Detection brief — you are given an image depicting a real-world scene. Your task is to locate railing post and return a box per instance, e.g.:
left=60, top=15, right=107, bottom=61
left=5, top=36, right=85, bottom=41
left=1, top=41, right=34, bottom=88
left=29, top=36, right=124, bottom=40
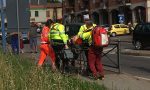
left=0, top=0, right=6, bottom=53
left=117, top=40, right=121, bottom=73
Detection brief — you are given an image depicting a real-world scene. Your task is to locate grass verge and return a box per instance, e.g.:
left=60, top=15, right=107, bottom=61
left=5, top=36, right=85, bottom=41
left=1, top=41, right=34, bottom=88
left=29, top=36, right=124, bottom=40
left=0, top=51, right=106, bottom=90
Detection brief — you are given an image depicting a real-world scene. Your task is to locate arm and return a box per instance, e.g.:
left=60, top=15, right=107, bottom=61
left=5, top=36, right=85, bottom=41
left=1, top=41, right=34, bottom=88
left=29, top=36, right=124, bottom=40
left=59, top=25, right=68, bottom=44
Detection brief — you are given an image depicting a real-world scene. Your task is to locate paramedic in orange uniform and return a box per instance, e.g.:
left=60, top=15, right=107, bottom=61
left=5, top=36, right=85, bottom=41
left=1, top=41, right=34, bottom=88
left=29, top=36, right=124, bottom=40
left=38, top=19, right=56, bottom=70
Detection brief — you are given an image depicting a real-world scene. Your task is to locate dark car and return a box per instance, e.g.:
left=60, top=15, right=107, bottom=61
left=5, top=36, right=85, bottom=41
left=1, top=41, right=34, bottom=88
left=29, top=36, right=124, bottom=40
left=65, top=23, right=83, bottom=38
left=132, top=23, right=150, bottom=50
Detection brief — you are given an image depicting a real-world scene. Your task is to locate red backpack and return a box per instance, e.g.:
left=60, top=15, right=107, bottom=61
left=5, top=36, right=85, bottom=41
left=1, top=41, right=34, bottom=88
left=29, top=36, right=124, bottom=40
left=92, top=26, right=109, bottom=47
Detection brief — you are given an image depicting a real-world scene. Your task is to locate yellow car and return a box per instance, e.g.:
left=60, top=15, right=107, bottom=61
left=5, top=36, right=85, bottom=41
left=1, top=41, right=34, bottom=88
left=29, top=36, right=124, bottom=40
left=108, top=24, right=130, bottom=37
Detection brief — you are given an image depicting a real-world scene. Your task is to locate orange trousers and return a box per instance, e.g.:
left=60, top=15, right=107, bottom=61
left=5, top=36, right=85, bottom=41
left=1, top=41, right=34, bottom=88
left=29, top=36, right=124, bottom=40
left=38, top=44, right=56, bottom=66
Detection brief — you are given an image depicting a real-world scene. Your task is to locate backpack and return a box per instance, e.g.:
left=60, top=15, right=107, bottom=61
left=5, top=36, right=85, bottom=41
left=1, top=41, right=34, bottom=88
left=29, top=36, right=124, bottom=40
left=92, top=26, right=109, bottom=47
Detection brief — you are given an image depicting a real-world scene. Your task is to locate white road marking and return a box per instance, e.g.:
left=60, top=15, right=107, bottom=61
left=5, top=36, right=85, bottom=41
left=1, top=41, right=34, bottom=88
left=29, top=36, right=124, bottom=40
left=133, top=56, right=150, bottom=59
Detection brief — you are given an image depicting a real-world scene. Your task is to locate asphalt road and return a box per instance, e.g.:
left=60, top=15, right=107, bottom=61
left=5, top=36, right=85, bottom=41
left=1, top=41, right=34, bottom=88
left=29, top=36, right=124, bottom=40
left=103, top=54, right=150, bottom=79
left=3, top=35, right=150, bottom=79
left=103, top=35, right=150, bottom=79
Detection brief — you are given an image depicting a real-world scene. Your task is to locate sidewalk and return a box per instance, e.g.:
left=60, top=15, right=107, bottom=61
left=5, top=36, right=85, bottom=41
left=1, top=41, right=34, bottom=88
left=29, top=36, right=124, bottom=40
left=19, top=44, right=150, bottom=90
left=121, top=49, right=150, bottom=56
left=82, top=72, right=150, bottom=90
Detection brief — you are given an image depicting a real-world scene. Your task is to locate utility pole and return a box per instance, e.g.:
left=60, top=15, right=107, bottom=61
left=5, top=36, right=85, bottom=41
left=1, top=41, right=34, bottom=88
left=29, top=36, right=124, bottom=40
left=0, top=0, right=6, bottom=53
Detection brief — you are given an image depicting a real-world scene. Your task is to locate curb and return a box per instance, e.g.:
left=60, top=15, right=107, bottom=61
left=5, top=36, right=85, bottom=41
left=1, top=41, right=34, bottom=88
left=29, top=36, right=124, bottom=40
left=121, top=49, right=150, bottom=56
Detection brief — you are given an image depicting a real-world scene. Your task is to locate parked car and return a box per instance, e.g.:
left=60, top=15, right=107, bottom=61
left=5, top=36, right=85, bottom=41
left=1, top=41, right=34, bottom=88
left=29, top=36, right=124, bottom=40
left=108, top=24, right=130, bottom=37
left=101, top=24, right=109, bottom=32
left=132, top=23, right=150, bottom=50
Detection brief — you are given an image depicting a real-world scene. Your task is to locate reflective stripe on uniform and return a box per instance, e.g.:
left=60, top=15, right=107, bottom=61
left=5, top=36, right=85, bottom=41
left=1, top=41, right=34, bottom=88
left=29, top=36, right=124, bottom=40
left=50, top=31, right=65, bottom=34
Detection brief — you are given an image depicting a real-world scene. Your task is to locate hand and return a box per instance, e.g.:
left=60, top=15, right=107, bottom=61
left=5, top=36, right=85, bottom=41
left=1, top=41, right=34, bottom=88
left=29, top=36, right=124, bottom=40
left=65, top=44, right=69, bottom=49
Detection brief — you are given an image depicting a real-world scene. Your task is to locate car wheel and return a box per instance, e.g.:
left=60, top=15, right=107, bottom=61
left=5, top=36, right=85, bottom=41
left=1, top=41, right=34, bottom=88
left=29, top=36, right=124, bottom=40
left=134, top=41, right=143, bottom=50
left=111, top=32, right=116, bottom=37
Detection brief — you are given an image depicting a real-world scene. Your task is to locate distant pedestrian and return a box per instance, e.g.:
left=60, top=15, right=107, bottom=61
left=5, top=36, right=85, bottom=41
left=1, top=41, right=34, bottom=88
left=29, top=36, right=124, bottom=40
left=28, top=22, right=37, bottom=53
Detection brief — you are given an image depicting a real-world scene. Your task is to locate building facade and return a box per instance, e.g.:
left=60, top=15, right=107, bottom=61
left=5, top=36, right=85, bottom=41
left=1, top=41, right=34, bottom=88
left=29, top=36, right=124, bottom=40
left=63, top=0, right=150, bottom=25
left=29, top=0, right=62, bottom=22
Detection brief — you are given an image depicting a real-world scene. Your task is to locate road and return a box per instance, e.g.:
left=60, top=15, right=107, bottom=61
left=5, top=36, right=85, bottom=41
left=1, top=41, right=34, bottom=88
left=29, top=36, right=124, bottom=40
left=2, top=35, right=150, bottom=79
left=103, top=35, right=150, bottom=79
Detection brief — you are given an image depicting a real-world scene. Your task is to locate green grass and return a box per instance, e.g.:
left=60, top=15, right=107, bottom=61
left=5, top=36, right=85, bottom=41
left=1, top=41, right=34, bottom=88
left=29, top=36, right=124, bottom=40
left=0, top=52, right=106, bottom=90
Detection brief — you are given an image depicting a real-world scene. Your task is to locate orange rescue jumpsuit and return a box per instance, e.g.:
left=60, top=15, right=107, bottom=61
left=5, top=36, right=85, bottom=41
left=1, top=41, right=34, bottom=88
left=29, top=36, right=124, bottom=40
left=38, top=26, right=55, bottom=66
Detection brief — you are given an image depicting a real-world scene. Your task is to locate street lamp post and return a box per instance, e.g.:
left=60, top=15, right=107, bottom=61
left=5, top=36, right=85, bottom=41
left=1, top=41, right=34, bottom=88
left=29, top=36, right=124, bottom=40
left=0, top=0, right=6, bottom=53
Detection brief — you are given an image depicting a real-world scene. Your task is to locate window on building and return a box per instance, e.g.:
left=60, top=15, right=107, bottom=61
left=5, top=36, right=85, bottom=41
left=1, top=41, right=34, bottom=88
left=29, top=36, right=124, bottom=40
left=46, top=11, right=50, bottom=17
left=47, top=0, right=62, bottom=3
left=35, top=11, right=39, bottom=17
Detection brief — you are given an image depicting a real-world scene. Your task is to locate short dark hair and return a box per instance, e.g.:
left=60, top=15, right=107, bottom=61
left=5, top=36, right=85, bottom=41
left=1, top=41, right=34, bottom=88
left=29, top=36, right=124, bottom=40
left=45, top=19, right=54, bottom=26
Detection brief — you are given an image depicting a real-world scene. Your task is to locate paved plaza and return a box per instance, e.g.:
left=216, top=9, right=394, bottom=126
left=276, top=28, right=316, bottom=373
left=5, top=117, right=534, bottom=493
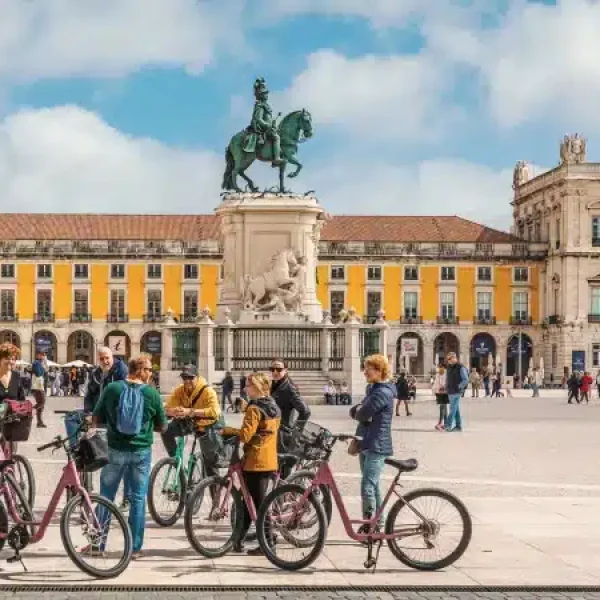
left=0, top=391, right=600, bottom=600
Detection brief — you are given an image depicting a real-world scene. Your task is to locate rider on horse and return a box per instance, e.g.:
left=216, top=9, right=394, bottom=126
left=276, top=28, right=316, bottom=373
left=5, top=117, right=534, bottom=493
left=243, top=77, right=283, bottom=167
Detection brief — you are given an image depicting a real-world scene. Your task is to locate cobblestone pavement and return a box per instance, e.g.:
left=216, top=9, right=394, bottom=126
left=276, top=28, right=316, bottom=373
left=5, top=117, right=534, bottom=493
left=0, top=394, right=600, bottom=584
left=0, top=588, right=600, bottom=600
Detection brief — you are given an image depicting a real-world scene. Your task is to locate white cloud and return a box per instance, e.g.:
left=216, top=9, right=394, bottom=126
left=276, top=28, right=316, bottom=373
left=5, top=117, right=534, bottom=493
left=264, top=0, right=424, bottom=27
left=0, top=0, right=242, bottom=81
left=0, top=106, right=224, bottom=213
left=0, top=106, right=511, bottom=228
left=273, top=50, right=457, bottom=143
left=428, top=0, right=600, bottom=128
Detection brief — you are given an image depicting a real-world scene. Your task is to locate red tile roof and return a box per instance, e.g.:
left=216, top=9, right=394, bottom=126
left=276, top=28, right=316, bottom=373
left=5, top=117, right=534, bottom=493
left=0, top=213, right=519, bottom=243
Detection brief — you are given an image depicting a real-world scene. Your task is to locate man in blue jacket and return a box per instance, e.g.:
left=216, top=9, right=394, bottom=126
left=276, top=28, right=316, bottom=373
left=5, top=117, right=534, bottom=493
left=446, top=352, right=469, bottom=431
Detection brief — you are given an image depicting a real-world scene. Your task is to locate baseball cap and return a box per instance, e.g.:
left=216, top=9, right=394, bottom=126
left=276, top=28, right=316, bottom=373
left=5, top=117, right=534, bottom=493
left=179, top=365, right=198, bottom=379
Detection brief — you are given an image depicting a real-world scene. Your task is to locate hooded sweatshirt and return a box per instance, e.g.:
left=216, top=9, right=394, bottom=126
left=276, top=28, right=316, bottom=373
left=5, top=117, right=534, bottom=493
left=223, top=396, right=281, bottom=471
left=350, top=381, right=396, bottom=456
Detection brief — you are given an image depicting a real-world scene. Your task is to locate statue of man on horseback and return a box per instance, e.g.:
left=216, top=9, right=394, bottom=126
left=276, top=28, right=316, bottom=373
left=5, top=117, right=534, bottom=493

--

• Problem description: Add 64 to every coordinate in the answer boxes and write out again every line from the start of the items up to and including the line with "left=117, top=40, right=121, bottom=73", leaving the pictures out.

• Solution to this problem:
Detection brief — you are given an image depicting a real-world scene. Your task is to locate railing post and return a box per instance, e.g.:
left=60, top=15, right=107, bottom=61
left=5, top=36, right=85, bottom=41
left=1, top=41, right=34, bottom=88
left=29, top=36, right=124, bottom=40
left=64, top=64, right=70, bottom=117
left=181, top=104, right=185, bottom=137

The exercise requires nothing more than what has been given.